··· Selected text

Oh what a week it's been for advertisers losing their balls. First Heinz: the nation's culinary accompaniment of choice and now target of ire for the gay community. Heinz, Heinz, Heinz, how did you manage to get yourselves in such a stew?

Here's the story. A week or so ago, Heinz launched a new ad campaign for its Deli Mayo brand. Nothing to get excited about, you'd think. And sure enough the Abbott Mead Vickers BBDO campaign starts out blandly enough. Kids line up in the kitchen to collect their packed lunches, a tiresomely familiar scene in advertising kitchens across the land.

But instead of mom making the lunch, there's a New Yorker in a chef's hat spreading the baps, just like your downtown deli. Still, the kids call him "mom" and when Dad comes in to say goodbye, "mom" demands a kiss and a dry marital-duty kiss follows. Between two men.

Cue explosion. People complained. Of course. They always do at the slightest hint of homosexuality. It's improper, embarrassing, what if children are watching. So 200-odd outraged viewers fumed at the Advertising Standards Authority and a contrite Heinz pulled the ad.

Cue explosion. The gay community (and most of the rest of us) obviously can't see what's wrong with showing two men kissing and Heinz's decision to pull the plug was seen as tacit support for homophobes everywhere.

······

Instruction a - Collect every line in the records below that contains the word "shirt".

··· Exercise data

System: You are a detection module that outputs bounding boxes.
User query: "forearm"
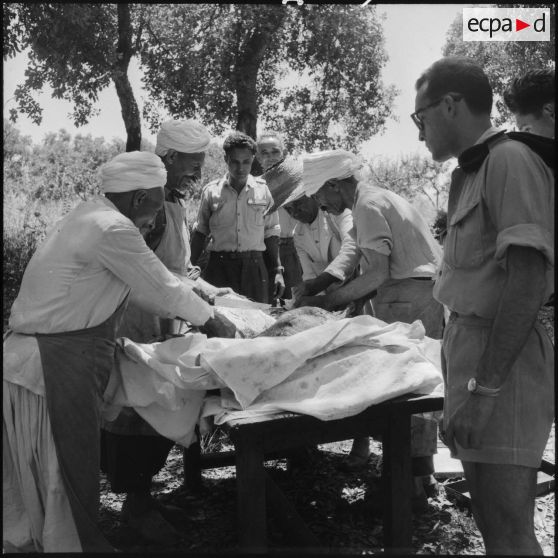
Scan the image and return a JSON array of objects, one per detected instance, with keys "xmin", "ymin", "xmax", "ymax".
[
  {"xmin": 264, "ymin": 236, "xmax": 281, "ymax": 268},
  {"xmin": 477, "ymin": 246, "xmax": 546, "ymax": 388},
  {"xmin": 190, "ymin": 231, "xmax": 210, "ymax": 265},
  {"xmin": 325, "ymin": 270, "xmax": 386, "ymax": 309}
]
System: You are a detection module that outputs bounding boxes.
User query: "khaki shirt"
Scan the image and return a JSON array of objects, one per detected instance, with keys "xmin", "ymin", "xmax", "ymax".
[
  {"xmin": 434, "ymin": 129, "xmax": 554, "ymax": 319},
  {"xmin": 294, "ymin": 209, "xmax": 353, "ymax": 281},
  {"xmin": 196, "ymin": 175, "xmax": 281, "ymax": 252},
  {"xmin": 332, "ymin": 182, "xmax": 442, "ymax": 279}
]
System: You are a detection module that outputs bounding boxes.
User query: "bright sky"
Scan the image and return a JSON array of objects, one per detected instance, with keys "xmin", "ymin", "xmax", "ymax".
[{"xmin": 3, "ymin": 4, "xmax": 471, "ymax": 161}]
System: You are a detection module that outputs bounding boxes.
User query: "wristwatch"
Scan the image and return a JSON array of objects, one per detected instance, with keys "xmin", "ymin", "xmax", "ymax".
[{"xmin": 467, "ymin": 378, "xmax": 502, "ymax": 397}]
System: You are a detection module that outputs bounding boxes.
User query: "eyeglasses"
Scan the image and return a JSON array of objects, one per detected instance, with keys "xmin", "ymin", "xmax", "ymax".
[{"xmin": 411, "ymin": 93, "xmax": 463, "ymax": 132}]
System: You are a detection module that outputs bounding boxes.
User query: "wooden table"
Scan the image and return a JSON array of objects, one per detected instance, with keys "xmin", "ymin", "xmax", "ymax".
[{"xmin": 215, "ymin": 395, "xmax": 443, "ymax": 554}]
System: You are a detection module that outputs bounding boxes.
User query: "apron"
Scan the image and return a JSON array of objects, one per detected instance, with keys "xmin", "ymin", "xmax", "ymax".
[{"xmin": 35, "ymin": 297, "xmax": 127, "ymax": 552}]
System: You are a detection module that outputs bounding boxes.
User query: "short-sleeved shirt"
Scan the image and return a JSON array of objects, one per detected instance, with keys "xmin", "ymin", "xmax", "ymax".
[
  {"xmin": 332, "ymin": 182, "xmax": 442, "ymax": 279},
  {"xmin": 434, "ymin": 128, "xmax": 554, "ymax": 319},
  {"xmin": 196, "ymin": 175, "xmax": 281, "ymax": 252},
  {"xmin": 294, "ymin": 209, "xmax": 353, "ymax": 281}
]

······

Instruction b - Continue the piece about Heinz pulling its Deli Mayo ad, starting after its last sentence.

Exercise response a -
User query: "khaki shirt"
User query: "short-sleeved shirt"

Exercise response b -
Heinz is one of those homespun blue-collar brands that is a staple of our national diet. Its ketchup has just been voted by consumers as the brand with the most "equity", for goodness sake, after scoring highest against measures such as familiarity and quality. So how did Heinz get it so wrong with this ad?

Having been bold enough (or naive enough ... you choose) to sign-off a script in which two men's lips meet, Heinz was careful to make the whole gay thing a "joke": it's not as though either of the men in the ad is obviously meant to be gay, they both look so straight you could draw a line with them.

But adland knows full well that any suggestion of homosexuality in ads will hit some pressure points (reason enough, you might think, to challenge prejudices). Controversy will have been fully anticipated, and this ad will have been thought through thoroughly before the play button was pushed.

Which makes it all the more astounding, and disappointing, that Heinz was so easily cowed when the inevitable complaints tumbled in. The company wasted no time in sheepishly withdrawing the commercial. Which naturally sparked another row, this time with gay groups: Stonewall and the radio station Gaydar called for a global boycott of Heinz brands in protest.

Really, Heinz couldn't have stirred up more controversy if they'd tried – and a few cynics out there think maybe they did try, that the whole gay saga that dominated marketing headlines last week was a massive PR stunt. If it was, it backfired big time.

What's certainly true is that Heinz has proved itself to be too easily swayed, spineless even. Of course, for all its careful and sensitive self-regulation, sometimes adland gets it wrong and misjudges the nation's mood; advertising that causes genuine and understandable offence should be swiftly withdrawn.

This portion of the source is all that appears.